> Document passage
Until now, support for Israel has had bipartisan support in the US. Today, however, thanks to Netanyahu, Israel has increasingly become a partisan issue. Netanyahu is a longtime member of Republican neo-conservative circles who is backed by major Republican donors such as Sheldon Adelson. He consciously plays into American domestic politics when, for example, behind President Obama’s back in 2015, he accepted a Republican invitation to address Congress on the Iran deal. Today, support for Israel has become just another one of a bundle of issues – along with supporting access to guns, being tough on immigration and opposing abortions – which signal that someone is a Republican. The problem is that only one in six American Jews identifies as Republican.
Moreover, unlike Netanyahu, most Israelis, who do not typically follow American domestic politics, may not be aware how Trump and the Republican Party are using Israel as a poster child to push their domestic agenda in disingenuous ways.
The most obvious example is guns. America has a problem with public shootings, primarily due to its lax gun laws. After the horrific 2019 Parkland shooting in which an armed student walked into a school in Florida and killed 17 people, former Arkansas governor Mike Huckabee tweeted that Israel “pretty much eliminated it [school shootings] by placing highly trained people strategically to spot the one common thread – not the weapon, but a person with intent.” This message went viral.
But that was fake news. While many Israelis learn to shoot a gun as part of their military training, the country tightly restricts private gun ownership. The right to carry a private gun in Israel requires having a job that necessitates being armed, meeting tough personal requirements, and submitting a declaration of health signed by a doctor. All this is just so the gun owner can buy a tiny pistol with no more than 50 bullets. It is not even possible to buy automatic weapons in Israel.

> Supplied material
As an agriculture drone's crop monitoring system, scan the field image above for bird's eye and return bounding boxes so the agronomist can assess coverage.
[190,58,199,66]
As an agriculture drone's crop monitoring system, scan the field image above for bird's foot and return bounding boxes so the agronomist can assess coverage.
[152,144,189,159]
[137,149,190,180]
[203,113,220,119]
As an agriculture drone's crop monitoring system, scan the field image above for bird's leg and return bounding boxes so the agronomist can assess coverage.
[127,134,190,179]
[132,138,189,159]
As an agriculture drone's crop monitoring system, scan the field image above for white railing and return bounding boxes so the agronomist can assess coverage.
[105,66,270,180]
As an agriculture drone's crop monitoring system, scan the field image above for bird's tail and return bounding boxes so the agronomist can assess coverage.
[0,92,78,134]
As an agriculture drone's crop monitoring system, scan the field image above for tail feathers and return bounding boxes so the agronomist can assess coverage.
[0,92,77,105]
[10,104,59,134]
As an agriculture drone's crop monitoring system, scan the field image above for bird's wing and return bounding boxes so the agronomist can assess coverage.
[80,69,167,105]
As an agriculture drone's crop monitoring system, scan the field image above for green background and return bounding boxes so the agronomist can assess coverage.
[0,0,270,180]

> Exercise details
Extend the passage about Israel becoming a partisan issue in American politics, picking up right after its final sentence.

> Exercise response
Israel has a ratio of about one gun shop for every 230,000 Israelis, while the ratio in the US is 1:5,045, the highest in the world. In Israel, guns are not seen as a right and a check to government power. As one article put it, “Israelis are armed not against the state, but by the state against external threats like terror attacks.”
Then there is the wall. Trump frequently uses Israel to push for his wall on the southern border of the US with Mexico. “A wall protects,” said Trump in one interview in 2017. “All you have to do is ask Israel. They were having a total disaster coming across and they had a wall. It’s 99.9% stoppage.” But Israel’s barrier is a fence, and it has hardly helped with rockets from Gaza. Israel’s wall is to stop terrorists, while Trump’s wall is to stop labor migrants.
Israel cares about its public image. It invests heavily in public diplomacy efforts abroad and aims to present itself as a gay pride parade-hosting, tech-savvy, beach-loving nation. But Trump and his Republican allies are gaining growing control over Israel’s image in the US, Israel’s most important ally. Israel is anything but a gun-loving, abortion-hating, anti-government paradise. We have strict gun control, abortions are uncontroversial and often free, and we by in large trust our government. But Israelis should understand that Netanyahu’s siding with Trump means siding with these values and defending them. It also means eroding Israel’s alliance with the 70% of American Jews who identify as Democrats.
America, unlike Israel, has term limits on its top leader. Trump will either be gone next year or in four years. The bargain with Trump may turn out to be a rip-off. Israel needs to start thinking about the morning after.
The writer is an Israeli undergraduate student at Stanford University and the 2019 recipient of the George and Charlotte Shultz Fellowship in Modern Israel Studies.